Working data Start Marker

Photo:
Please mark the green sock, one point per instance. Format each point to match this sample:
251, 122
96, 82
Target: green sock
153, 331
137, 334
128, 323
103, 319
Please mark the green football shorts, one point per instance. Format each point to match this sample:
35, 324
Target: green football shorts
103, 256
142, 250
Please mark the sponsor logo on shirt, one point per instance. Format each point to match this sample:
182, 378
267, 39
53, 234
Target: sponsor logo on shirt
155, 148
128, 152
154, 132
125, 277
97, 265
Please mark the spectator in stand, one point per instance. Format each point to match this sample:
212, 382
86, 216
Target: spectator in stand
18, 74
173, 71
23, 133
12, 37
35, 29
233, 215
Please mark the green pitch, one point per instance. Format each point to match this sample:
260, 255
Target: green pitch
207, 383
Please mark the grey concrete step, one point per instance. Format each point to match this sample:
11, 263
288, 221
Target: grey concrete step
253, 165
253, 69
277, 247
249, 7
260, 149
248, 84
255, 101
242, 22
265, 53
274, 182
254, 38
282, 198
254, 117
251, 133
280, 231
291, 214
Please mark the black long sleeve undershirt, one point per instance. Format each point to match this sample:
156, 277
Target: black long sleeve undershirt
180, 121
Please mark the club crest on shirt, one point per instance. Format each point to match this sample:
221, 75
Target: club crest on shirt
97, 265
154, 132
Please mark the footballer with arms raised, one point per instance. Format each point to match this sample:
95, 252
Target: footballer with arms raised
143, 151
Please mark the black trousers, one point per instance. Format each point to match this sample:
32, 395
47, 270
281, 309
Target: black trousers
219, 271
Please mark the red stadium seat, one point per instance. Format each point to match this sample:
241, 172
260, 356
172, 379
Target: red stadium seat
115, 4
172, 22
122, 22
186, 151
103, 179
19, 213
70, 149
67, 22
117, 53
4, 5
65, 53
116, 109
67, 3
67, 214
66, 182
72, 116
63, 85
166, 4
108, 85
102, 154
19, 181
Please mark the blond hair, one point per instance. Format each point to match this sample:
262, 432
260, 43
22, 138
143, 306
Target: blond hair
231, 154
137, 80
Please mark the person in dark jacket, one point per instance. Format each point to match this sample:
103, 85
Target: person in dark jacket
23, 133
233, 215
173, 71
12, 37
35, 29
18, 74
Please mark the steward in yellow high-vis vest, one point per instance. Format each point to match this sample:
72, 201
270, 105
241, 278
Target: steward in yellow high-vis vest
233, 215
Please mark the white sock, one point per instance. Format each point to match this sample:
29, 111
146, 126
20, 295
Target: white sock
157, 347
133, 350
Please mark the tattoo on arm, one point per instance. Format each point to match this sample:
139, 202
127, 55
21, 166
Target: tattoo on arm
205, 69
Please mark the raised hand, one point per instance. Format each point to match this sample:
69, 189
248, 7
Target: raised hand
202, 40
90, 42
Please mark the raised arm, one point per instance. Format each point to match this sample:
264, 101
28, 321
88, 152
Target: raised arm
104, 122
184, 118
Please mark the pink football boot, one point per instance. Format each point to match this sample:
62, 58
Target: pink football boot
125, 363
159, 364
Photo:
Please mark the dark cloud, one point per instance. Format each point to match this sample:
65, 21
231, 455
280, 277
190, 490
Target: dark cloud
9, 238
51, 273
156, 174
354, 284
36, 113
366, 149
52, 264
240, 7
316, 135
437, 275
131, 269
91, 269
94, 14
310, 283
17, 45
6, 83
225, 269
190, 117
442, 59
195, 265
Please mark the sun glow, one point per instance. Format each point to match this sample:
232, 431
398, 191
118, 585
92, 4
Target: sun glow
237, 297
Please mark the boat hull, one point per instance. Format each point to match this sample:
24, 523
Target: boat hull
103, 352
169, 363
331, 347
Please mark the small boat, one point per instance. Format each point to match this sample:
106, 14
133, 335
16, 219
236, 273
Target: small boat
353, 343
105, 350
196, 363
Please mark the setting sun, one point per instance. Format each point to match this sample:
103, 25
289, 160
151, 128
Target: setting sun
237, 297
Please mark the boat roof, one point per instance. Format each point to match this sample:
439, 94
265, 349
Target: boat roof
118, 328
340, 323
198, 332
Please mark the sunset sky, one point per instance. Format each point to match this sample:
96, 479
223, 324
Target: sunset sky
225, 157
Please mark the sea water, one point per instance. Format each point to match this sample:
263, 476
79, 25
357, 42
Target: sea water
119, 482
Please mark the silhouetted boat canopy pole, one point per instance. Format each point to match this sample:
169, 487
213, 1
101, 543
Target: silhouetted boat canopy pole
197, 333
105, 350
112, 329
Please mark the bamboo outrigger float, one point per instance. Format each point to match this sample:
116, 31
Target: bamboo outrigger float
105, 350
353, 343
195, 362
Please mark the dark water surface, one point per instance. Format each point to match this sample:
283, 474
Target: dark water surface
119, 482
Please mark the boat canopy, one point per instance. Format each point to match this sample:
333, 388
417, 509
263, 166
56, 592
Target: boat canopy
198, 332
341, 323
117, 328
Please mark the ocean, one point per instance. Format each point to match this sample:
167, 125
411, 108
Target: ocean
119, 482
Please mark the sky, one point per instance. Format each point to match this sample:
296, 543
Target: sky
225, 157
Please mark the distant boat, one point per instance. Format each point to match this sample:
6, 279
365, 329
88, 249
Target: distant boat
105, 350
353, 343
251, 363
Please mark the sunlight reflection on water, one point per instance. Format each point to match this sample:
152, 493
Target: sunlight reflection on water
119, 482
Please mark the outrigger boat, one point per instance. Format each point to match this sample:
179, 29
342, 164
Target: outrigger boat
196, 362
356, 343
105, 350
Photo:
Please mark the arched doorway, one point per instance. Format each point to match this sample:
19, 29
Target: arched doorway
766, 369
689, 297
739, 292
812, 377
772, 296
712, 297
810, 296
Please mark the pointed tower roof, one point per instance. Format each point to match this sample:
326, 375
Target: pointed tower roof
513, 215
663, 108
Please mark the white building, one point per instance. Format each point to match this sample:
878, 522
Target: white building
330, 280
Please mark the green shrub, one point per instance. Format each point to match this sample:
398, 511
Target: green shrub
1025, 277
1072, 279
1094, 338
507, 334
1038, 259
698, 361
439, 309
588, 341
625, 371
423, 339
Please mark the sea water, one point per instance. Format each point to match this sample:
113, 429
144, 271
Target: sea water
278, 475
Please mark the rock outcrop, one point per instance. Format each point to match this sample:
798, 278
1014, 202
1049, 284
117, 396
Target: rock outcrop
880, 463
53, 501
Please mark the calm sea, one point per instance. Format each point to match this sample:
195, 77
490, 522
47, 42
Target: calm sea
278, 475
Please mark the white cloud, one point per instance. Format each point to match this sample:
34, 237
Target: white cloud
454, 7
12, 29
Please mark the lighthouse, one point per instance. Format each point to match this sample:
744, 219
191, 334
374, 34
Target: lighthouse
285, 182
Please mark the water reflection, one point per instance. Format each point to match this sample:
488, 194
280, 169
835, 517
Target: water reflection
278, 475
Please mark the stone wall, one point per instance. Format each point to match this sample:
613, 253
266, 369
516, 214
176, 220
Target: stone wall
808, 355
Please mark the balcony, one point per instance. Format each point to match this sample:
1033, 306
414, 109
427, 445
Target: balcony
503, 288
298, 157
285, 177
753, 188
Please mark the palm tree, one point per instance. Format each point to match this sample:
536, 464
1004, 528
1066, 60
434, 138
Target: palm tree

Working data End Marker

Action item:
Retype the material precisely, leaving out no line.

Output of the exercise:
Photo:
Please mark the green sock, one point per instance. Format each point to match this sample:
251, 122
96, 82
Target: green sock
153, 331
137, 334
128, 323
103, 319
Please mark the green football shorts, one point per instance. Format each point to match this sample:
35, 324
Target: green football shorts
103, 256
142, 250
Please mark the sponsor logo on shirt, one point per instance. Format each point to match this sample:
182, 378
267, 39
53, 234
Target: sponsor logo on shirt
155, 148
128, 152
154, 132
125, 277
97, 265
Please mark the spectator in stand, one point per instance. Format each point to match this sample:
212, 382
86, 216
Target: spectator in stand
18, 74
173, 71
23, 133
12, 37
35, 29
233, 215
Please mark the green pitch, one point per instance. Format each point to match this sample:
260, 255
Target: green pitch
207, 383
Please mark the grey concrete step, one point per instance. Format each point to match this sample:
11, 263
288, 221
Target: grey concrete step
253, 165
253, 69
277, 247
249, 7
260, 149
248, 84
255, 101
242, 22
265, 53
274, 182
254, 38
282, 198
254, 117
251, 133
280, 231
291, 214
Please mark the black long sleeve undershirt, one point per instance. Format each point to match this sample:
156, 277
Target: black long sleeve undershirt
180, 121
Please mark the club crest on shirt, one point per instance. Format each point to match this sample:
221, 75
Target: club crest on shirt
97, 265
154, 132
Please mark the footballer with arms raised, one point per instance. Format each point to match this sample:
95, 252
Target: footballer with arms raised
143, 151
Please mark the black trousers, one point per instance. Format each point to match this sample:
32, 395
47, 270
281, 309
Target: black trousers
219, 271
Please mark the red stadium seat, one point per instance. Format each point to match this sample:
241, 172
260, 356
172, 379
Target: red stadium seat
115, 4
172, 22
122, 22
186, 151
103, 179
19, 213
70, 149
67, 22
117, 53
4, 5
65, 53
116, 109
67, 3
67, 214
66, 182
72, 116
63, 85
166, 4
108, 85
102, 154
19, 181
Please mark the blond hair, one point per instance. Format each point to match this sample:
262, 432
260, 43
22, 138
143, 306
Target: blond hair
231, 154
137, 80
Please mark the person in dark jacket, one point per instance. Format each point to match this sample:
103, 85
Target: person in dark jacket
23, 133
233, 215
173, 71
12, 37
35, 29
18, 74
Please mark the steward in yellow high-vis vest, one point per instance. Format each point to match this sample:
72, 201
270, 105
241, 278
Target: steward in yellow high-vis vest
233, 215
Please mark the white sock, one point per instance. Format each point to match this sample:
29, 111
146, 126
20, 295
Target: white sock
157, 347
133, 350
Please mark the tattoo on arm, one point per instance. Format each point to match this sample:
139, 202
127, 55
21, 166
Target: tattoo on arm
205, 69
Please mark the raised hand, one point per instance. Format each point to match this sample:
69, 189
248, 7
Target: raised hand
202, 40
90, 42
Please mark the raised arm, one point per instance. Format each point to match this sample:
264, 101
28, 321
88, 152
Target: raised arm
104, 122
184, 118
Please mark the pink football boot, one point per instance. Format each point to match this sample:
62, 58
Target: pink football boot
125, 363
159, 364
Photo:
Please mark the dark cloud, one point per instance. Format each point to match this sample:
65, 21
231, 455
280, 277
190, 490
Target: dark cloud
9, 238
51, 273
156, 174
354, 284
36, 113
366, 149
52, 264
240, 7
316, 135
437, 275
131, 269
91, 269
94, 14
310, 283
17, 45
6, 83
225, 269
190, 117
442, 59
195, 265
Please mark the sun glow, one point per instance. Format each point to match this sample:
232, 431
398, 191
118, 585
92, 4
Target: sun glow
237, 297
Please mark the boat hull, one point per instance. Format each point to match this sample:
24, 523
Target: boat hull
103, 352
169, 363
331, 347
Please mark the small boat, one point per instance. Format each point to match this sample:
106, 14
133, 335
16, 219
236, 273
Target: small boat
353, 343
105, 350
196, 363
Please mark the setting sun, one point per instance. Format each point to match this sample:
103, 25
289, 160
151, 128
Target: setting sun
237, 297
Please mark the boat roof, one point per instance. Format each point to match this sample:
439, 94
265, 349
Target: boat roof
118, 328
340, 323
198, 332
Please mark the sunset sky, one point per instance. Format each point to match this sample:
96, 479
223, 324
Target: sunset sky
225, 157
Please mark the sea water, one point per instance. Format each point to match this sample:
263, 476
79, 25
357, 42
Target: sea water
119, 482
Please mark the silhouetted boat canopy pole, one point per instance. Format each point to match this sample:
169, 487
213, 1
101, 543
Target: silhouetted boat canopy pole
197, 333
105, 350
112, 329
Please mark the bamboo outrigger float, one point per instance. Format each point to match this sample:
116, 31
Target: bamboo outrigger float
105, 350
353, 343
195, 362
Please mark the dark water surface, one point per instance. Format each point to match this sample:
283, 474
Target: dark water surface
119, 482
Please mark the boat canopy, one point per instance. Format each point to match this sample:
333, 388
417, 509
263, 166
56, 592
Target: boat canopy
198, 332
341, 323
117, 328
Please mark the ocean, one point per instance. Format each point to match this sample:
167, 125
411, 108
Target: ocean
119, 482
Please mark the sky, one point per instance. Format each point to match this sample:
296, 543
Target: sky
225, 157
Please mark the distant boat, one point per instance. Format each point to match this sample:
6, 279
365, 329
88, 249
Target: distant boat
105, 350
353, 343
251, 363
Please mark the sunlight reflection on water, one point per instance. Format each point to match this sample:
152, 493
Target: sunlight reflection on water
119, 482
Please mark the outrigger boat, one point per instance. Format each point to match this sample:
179, 29
342, 164
Target: outrigger boat
196, 362
356, 343
105, 350
Photo:
Please mark the arched doorway, one point per instance. Format each point to match this sample:
19, 29
Target: arched doorway
766, 369
689, 297
739, 292
812, 377
772, 296
712, 297
810, 296
Please mark the pointed tower roof, one point per instance. Format each point to match this sample:
326, 375
Target: pointed tower roof
513, 215
663, 108
Please mark the white building, one point per instance. Format each point to match this sample:
878, 522
Target: white building
330, 280
Please mark the green shrub, one point per instance. Format each point to match this sample:
398, 511
Target: green shrub
1025, 277
1072, 279
1094, 338
507, 334
1038, 259
698, 361
439, 309
588, 341
625, 371
423, 339
Please mark the sea water, one point per instance. Format each point to match this sample:
113, 429
144, 271
Target: sea water
278, 475
Please mark the rock outcrop, one point per instance. Format each point to match this sample:
798, 278
1014, 202
1049, 284
117, 396
Target: rock outcrop
880, 463
53, 501
Please mark the calm sea, one point per instance. Format each point to match this sample:
195, 77
490, 522
47, 42
Target: calm sea
278, 475
Please mark the white cloud, one point per instance. Format each point to match this sample:
34, 237
Target: white cloud
454, 7
12, 29
Please mark the lighthouse, one point per instance. Format each point to match this sample:
744, 219
191, 334
374, 34
Target: lighthouse
285, 182
Please mark the water reflection, one point per instance. Format each point to match this sample:
488, 194
280, 169
835, 517
Target: water reflection
278, 475
Please mark the stone wall, one point per instance. Format each point to match this sample:
613, 253
266, 369
516, 214
176, 220
Target: stone wall
808, 355
Please mark the balcony, one point per instance. Format each point to match this sample:
1033, 306
414, 109
427, 445
Target: balcony
503, 288
298, 157
285, 177
753, 188
Please mark the palm tree, one point per instance. Format each point to match this sample:
536, 464
1004, 528
1066, 60
434, 138
Target: palm tree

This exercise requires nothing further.